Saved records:

[Start]

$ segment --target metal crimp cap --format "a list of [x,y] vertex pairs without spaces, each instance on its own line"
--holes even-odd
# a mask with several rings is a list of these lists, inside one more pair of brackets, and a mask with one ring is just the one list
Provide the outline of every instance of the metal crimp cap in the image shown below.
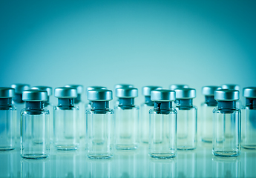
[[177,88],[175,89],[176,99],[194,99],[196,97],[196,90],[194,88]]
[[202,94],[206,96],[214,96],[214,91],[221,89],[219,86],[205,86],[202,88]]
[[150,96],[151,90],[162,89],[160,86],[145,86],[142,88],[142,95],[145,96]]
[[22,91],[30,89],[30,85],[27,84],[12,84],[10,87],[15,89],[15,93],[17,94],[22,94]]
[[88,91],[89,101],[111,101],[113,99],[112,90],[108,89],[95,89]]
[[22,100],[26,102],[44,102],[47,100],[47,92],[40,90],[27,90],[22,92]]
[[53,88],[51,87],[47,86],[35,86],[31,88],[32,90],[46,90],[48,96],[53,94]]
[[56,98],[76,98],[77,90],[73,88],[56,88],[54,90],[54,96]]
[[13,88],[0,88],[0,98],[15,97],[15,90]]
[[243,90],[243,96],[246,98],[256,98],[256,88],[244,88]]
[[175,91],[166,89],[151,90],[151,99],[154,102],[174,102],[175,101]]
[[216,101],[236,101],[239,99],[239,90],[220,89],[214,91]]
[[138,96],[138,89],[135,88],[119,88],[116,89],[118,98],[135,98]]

[End]
[Start]

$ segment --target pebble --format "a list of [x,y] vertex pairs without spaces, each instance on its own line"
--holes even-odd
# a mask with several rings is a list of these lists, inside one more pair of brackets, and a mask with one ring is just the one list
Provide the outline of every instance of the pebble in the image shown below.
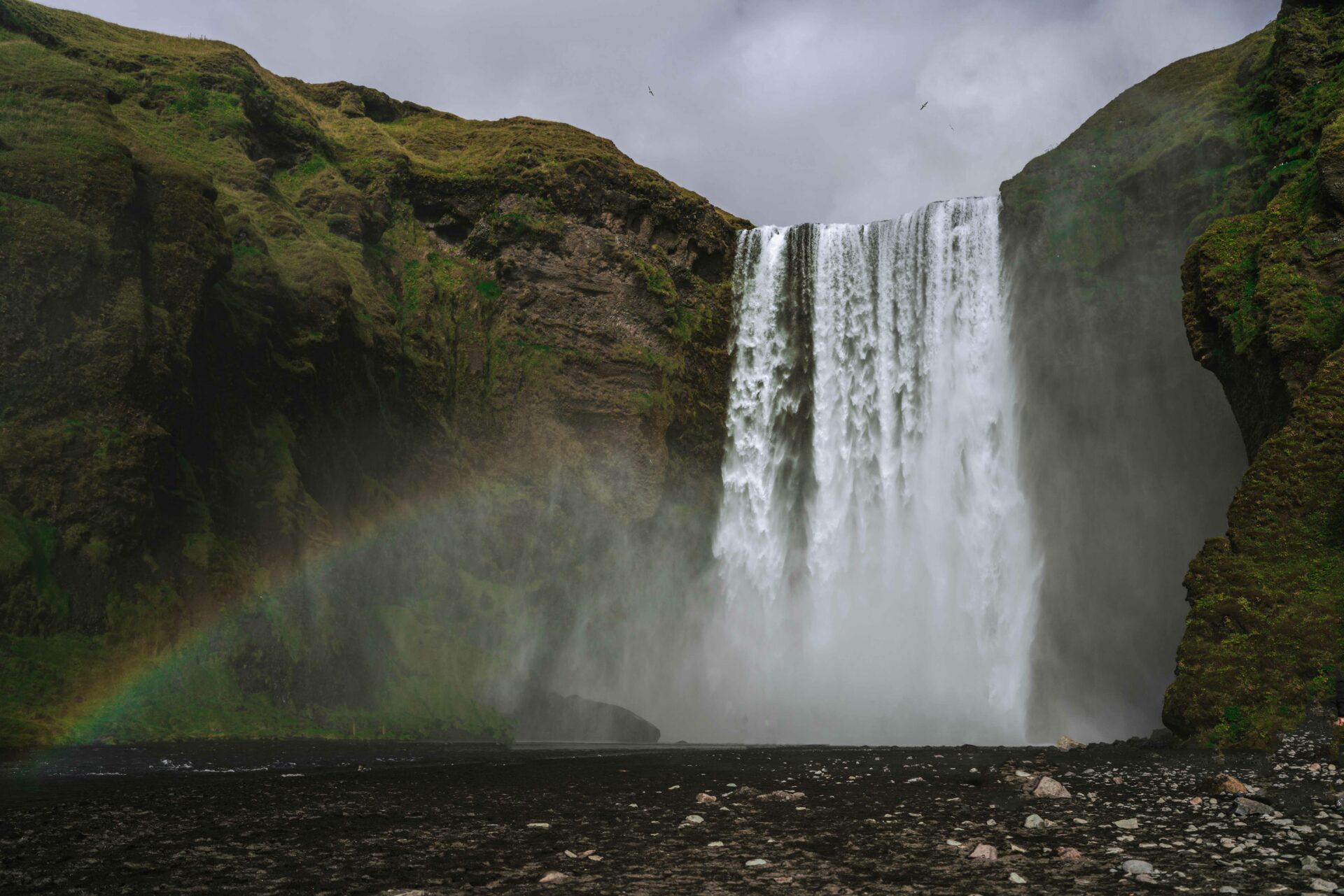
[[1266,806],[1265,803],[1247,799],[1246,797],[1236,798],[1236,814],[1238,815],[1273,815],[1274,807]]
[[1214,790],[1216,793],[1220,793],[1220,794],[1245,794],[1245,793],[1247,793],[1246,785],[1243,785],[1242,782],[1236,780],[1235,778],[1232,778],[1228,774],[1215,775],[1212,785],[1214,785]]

[End]

REQUIRED TASK:
Can you quote the lines word for word, starting at the line that contains "segment --target metal" and ending with the line that contains "[[138,96],[138,89],[135,88],[119,88],[116,89],[118,98],[135,98]]", with the pictures left out?

TASK RESPONSE:
$ segment --target metal crimp cap --format "a list of [x,y] vertex pairs without spaces, each instance on its own line"
--holes even-odd
# a mask with several rings is a list of these lists, inside one more pair of brackets, and a mask with one ring is just the one list
Provide the outline of every instance of the metal crimp cap in the image shown below.
[[177,88],[175,89],[176,99],[194,99],[196,97],[196,90],[194,88]]
[[202,94],[206,96],[214,96],[214,91],[221,89],[219,86],[205,86],[202,88]]
[[150,96],[151,90],[162,89],[160,86],[145,86],[142,88],[142,95],[145,96]]
[[22,91],[30,89],[30,85],[27,84],[12,84],[10,87],[15,89],[15,93],[17,94],[22,94]]
[[88,91],[89,101],[111,101],[113,99],[112,90],[108,89],[95,89]]
[[22,100],[26,102],[44,102],[47,100],[47,92],[40,90],[27,90],[22,92]]
[[53,88],[51,87],[47,86],[35,86],[31,88],[32,90],[46,90],[48,96],[53,94]]
[[56,98],[76,98],[77,90],[73,88],[56,88],[54,90],[54,96]]
[[13,88],[0,88],[0,98],[15,97],[15,90]]
[[243,90],[243,96],[246,98],[256,98],[256,88],[244,88]]
[[175,91],[166,89],[151,90],[151,99],[154,102],[174,102],[175,101]]
[[216,101],[236,101],[239,99],[239,90],[220,89],[214,91]]
[[138,96],[138,89],[135,88],[119,88],[116,89],[118,98],[135,98]]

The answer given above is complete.